## Source
Jackson and Walford, later Jackson, Walford, and Hodder from 1861 was a London publishing firm and predecessor firm of Hodder & Stoughton. at 18 St Paul's Churchyard and 27 Paternoster Row in 1871 (which was the former address of the later Ward & Co.) The publishers with their successive name changes were one of many London publishers that operated around St. Paul's Churchyard and Paternoster Row. They published the Congregational Year Books, which were the publications of the "Congregational Union of England and Wales, and the Confederated Societies." Matthew Hodder apprenticed there from the age of fourteen and became a partner in 1861. Upon the retirement of Messrs. Jackson and Walford in 1868, Thomas Wilberforce Stoughton joined Hodder and the firm was renamed Hodder & Stoughton. The firm then published both religious and secular works and has survived into the present day as an imprint of Hodder Headline.

## Exercise instructions
a) In the rows, starting with the line that contains "I trust your judgement on this. Please find the blue metal" and going on through the end of the rows, change "orange life ring" to "life buoy" and keep everything else the same. Leave the pictures out of your answer.
b) Write what comes next in the text on the publishing firm Jackson and Walford, picking up after its final sentence.

## Entries on locating named things
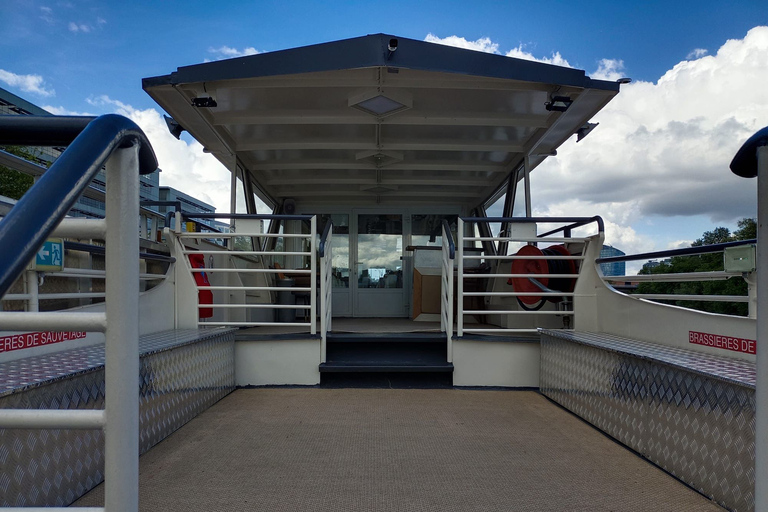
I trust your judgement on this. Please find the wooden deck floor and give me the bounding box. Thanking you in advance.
[76,388,722,512]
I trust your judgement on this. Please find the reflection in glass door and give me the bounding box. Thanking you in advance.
[353,214,407,317]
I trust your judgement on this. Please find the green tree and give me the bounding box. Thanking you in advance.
[637,218,757,316]
[0,146,48,199]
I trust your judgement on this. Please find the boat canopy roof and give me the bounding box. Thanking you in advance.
[143,34,619,208]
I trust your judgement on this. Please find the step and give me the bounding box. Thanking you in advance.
[327,332,446,343]
[320,361,453,373]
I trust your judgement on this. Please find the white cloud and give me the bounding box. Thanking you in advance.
[686,48,709,60]
[86,96,243,213]
[589,59,626,82]
[667,240,694,250]
[206,46,261,62]
[0,69,56,97]
[68,21,93,34]
[506,44,573,68]
[531,27,768,260]
[424,32,499,53]
[40,5,56,25]
[41,105,96,116]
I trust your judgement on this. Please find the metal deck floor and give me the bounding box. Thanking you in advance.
[76,388,723,512]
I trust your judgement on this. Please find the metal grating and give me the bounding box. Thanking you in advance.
[0,329,235,507]
[540,332,755,511]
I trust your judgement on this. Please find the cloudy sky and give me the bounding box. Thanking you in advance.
[0,0,768,272]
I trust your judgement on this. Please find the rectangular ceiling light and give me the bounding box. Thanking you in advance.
[348,88,413,117]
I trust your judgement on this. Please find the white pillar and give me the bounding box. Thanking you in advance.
[104,144,139,512]
[755,146,768,511]
[524,156,531,217]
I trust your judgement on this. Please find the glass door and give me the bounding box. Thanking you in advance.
[350,213,408,317]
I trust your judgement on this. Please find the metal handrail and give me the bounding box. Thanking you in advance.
[443,219,456,259]
[320,220,333,258]
[0,114,157,511]
[456,216,592,337]
[0,114,157,296]
[595,238,757,263]
[440,220,456,363]
[318,220,333,363]
[462,215,605,237]
[64,240,176,263]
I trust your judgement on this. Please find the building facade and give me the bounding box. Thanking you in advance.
[0,88,160,218]
[600,245,627,276]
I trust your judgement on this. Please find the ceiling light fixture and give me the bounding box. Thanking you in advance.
[544,96,573,112]
[192,96,218,108]
[576,123,600,142]
[347,88,413,117]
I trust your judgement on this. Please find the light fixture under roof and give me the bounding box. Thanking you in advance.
[544,96,573,112]
[348,88,413,117]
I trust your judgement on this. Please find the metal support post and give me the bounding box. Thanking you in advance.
[524,156,532,217]
[309,215,316,335]
[755,146,768,510]
[104,144,139,511]
[26,270,40,311]
[460,219,464,337]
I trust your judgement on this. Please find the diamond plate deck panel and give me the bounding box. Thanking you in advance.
[0,329,235,507]
[540,332,755,511]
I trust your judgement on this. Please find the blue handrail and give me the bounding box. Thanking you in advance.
[443,219,456,259]
[595,238,757,263]
[0,114,157,297]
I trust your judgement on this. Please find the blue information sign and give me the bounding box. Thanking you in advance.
[35,238,64,272]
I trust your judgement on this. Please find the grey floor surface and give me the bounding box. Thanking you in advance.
[76,388,723,512]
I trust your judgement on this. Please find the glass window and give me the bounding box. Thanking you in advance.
[357,215,403,288]
[317,213,349,288]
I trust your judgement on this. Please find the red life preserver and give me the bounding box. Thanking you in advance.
[189,254,213,318]
[507,245,578,309]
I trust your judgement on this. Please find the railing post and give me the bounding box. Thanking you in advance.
[26,270,40,311]
[104,144,139,511]
[460,218,464,337]
[755,146,768,510]
[309,215,319,334]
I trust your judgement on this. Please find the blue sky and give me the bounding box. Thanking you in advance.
[0,0,768,268]
[0,0,768,110]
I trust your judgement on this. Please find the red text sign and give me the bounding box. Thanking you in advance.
[0,331,85,353]
[688,331,757,354]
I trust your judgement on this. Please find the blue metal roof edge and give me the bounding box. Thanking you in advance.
[142,34,619,92]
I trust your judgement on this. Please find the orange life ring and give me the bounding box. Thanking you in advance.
[507,245,577,309]
[189,254,213,319]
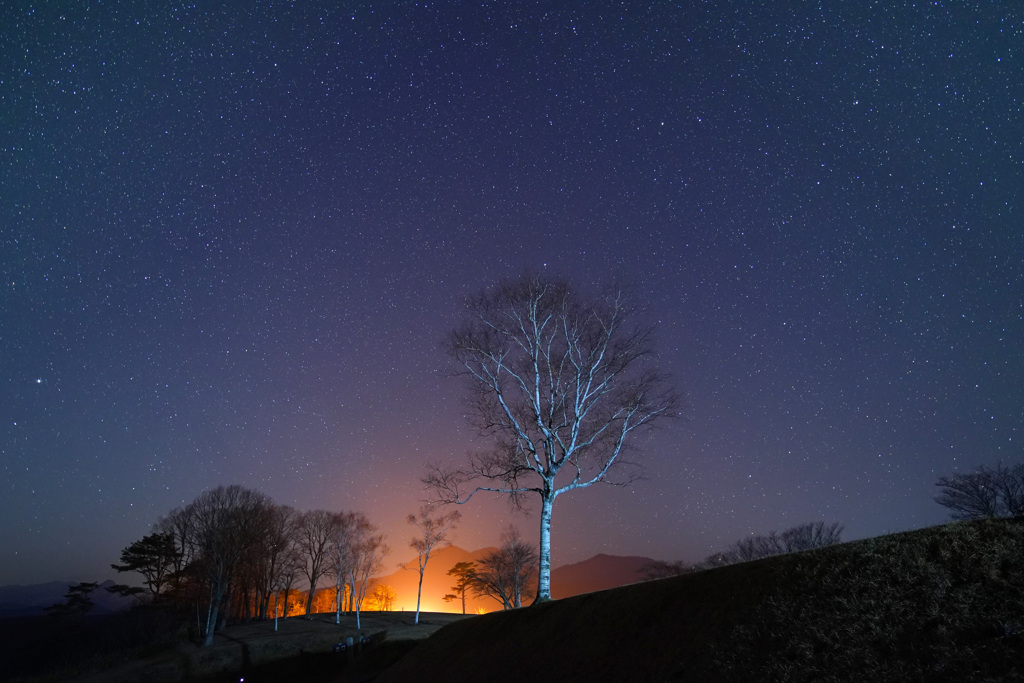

## Outputs for the tasks
a)
I trust your judgement on this. Please find the blue metal roof edge and give me the bounding box. Thanking you in advance.
[142,34,619,92]
I trust your judgement on this. Please find the life buoy and give me the bounding box. Thanking you in advance.
[507,245,577,309]
[189,254,213,319]

b)
References

Attenborough, John. A Living Memory: Hodder and Stoughton 1868-1975. London: Hodder and Stoughton, 1975. 
Bennett, Bryan, and Anthony Hamilton. Edward Arnold: 100 Years of Publishing. Illustrated with black and white plates, including a frontispiece of Edward Arnold. London: Edward Arnold (A Division of Hodder & Stoughton), 1990.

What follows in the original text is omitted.